= The task =
Only lines, not pictures: please repeat exactly the lines from the one with "Target: white cloud" through the end of the listing.

= Material for this exercise =
________

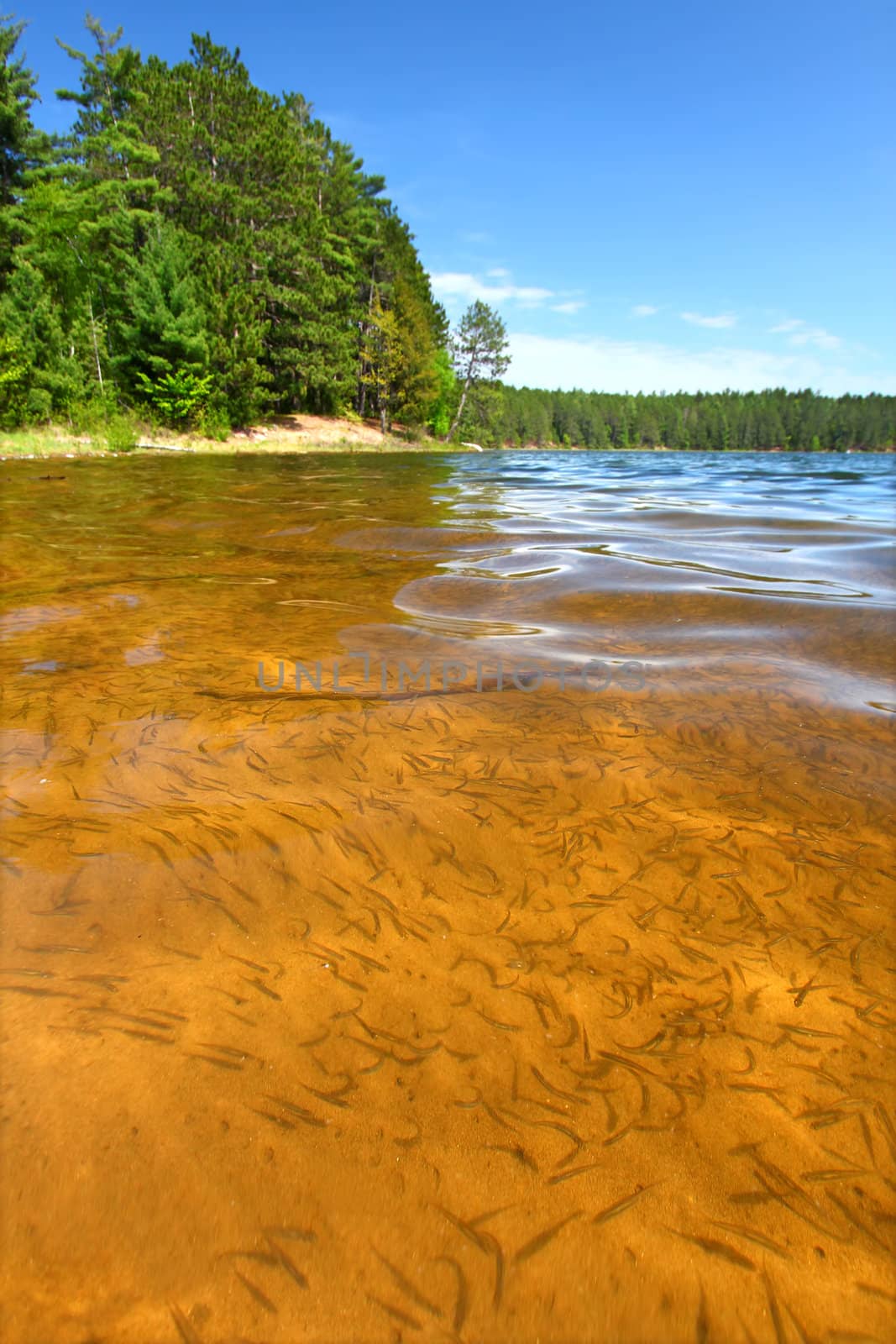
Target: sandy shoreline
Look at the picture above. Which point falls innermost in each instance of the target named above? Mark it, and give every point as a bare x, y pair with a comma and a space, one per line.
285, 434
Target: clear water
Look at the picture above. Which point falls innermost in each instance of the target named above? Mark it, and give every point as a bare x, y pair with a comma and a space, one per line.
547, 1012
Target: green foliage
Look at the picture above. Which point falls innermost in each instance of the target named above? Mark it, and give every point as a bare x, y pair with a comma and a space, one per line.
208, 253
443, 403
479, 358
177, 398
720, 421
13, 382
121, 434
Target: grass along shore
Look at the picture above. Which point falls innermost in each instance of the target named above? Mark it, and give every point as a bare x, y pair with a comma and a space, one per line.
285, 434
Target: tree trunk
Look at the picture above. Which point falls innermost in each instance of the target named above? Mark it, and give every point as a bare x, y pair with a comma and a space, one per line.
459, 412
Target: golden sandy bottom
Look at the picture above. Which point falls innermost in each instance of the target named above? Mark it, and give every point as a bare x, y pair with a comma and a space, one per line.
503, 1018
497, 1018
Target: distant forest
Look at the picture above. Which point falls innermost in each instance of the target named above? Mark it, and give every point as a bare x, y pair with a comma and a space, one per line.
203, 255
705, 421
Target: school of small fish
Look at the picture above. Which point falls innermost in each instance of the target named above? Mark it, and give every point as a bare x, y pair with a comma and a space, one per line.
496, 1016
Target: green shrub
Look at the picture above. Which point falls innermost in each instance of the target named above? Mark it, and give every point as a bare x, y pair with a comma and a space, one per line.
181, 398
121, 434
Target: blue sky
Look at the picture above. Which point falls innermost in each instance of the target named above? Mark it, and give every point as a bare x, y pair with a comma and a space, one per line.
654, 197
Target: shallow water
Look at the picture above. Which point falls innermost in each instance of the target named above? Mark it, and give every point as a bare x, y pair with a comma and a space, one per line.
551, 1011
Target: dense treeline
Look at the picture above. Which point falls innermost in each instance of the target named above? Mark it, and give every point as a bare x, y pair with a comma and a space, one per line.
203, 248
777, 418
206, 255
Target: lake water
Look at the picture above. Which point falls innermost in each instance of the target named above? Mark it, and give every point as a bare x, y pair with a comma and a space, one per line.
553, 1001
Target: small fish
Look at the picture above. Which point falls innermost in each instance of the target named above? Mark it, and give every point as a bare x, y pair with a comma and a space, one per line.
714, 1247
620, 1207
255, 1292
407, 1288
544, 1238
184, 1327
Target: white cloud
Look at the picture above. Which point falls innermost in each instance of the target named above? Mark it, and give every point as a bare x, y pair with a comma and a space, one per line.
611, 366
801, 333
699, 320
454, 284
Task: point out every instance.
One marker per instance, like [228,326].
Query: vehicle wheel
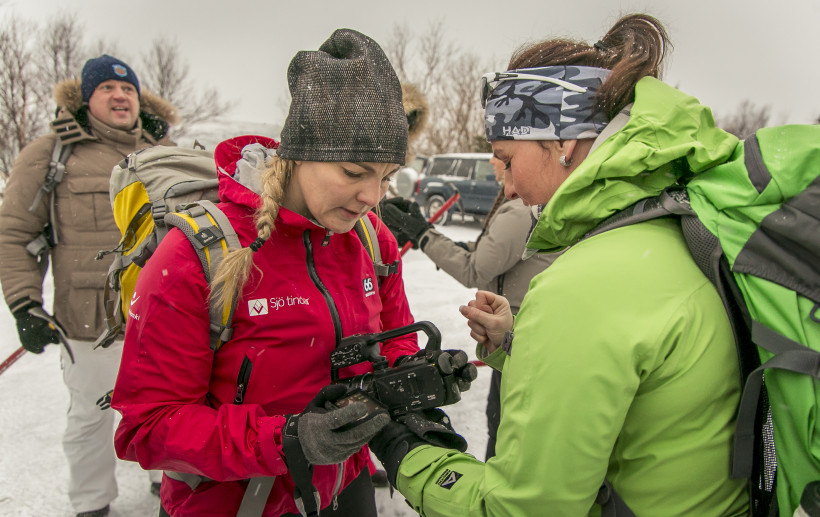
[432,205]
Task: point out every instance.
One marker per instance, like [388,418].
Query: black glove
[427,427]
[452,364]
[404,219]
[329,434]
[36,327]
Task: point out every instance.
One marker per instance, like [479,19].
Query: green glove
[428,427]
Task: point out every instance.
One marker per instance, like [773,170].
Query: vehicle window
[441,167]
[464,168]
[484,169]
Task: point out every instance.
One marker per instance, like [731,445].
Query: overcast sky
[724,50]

________

= Answer section =
Target: white cloud
Look at the picture above. Which point falls innermost in each instance of the target named above? Mark it, and give every point as a bare x, y pair with a comma and a space, one per line.
611, 366
801, 333
699, 320
454, 284
Task: point out every instance.
One marker per instance, like [228,326].
Query: vehicle wheel
[432,205]
Task: point out every instance.
One marker per instance, like [388,418].
Query: black glove
[427,427]
[452,364]
[404,219]
[329,434]
[36,327]
Task: point out every instance.
One marker per instance, like [479,19].
Query: green glove
[428,427]
Task: point out every instance.
One marker per instance, like [773,170].
Query: vehicle window
[441,167]
[464,168]
[484,169]
Task: point out every instance.
One marker per instance, like [731,445].
Query: overcast sky
[724,50]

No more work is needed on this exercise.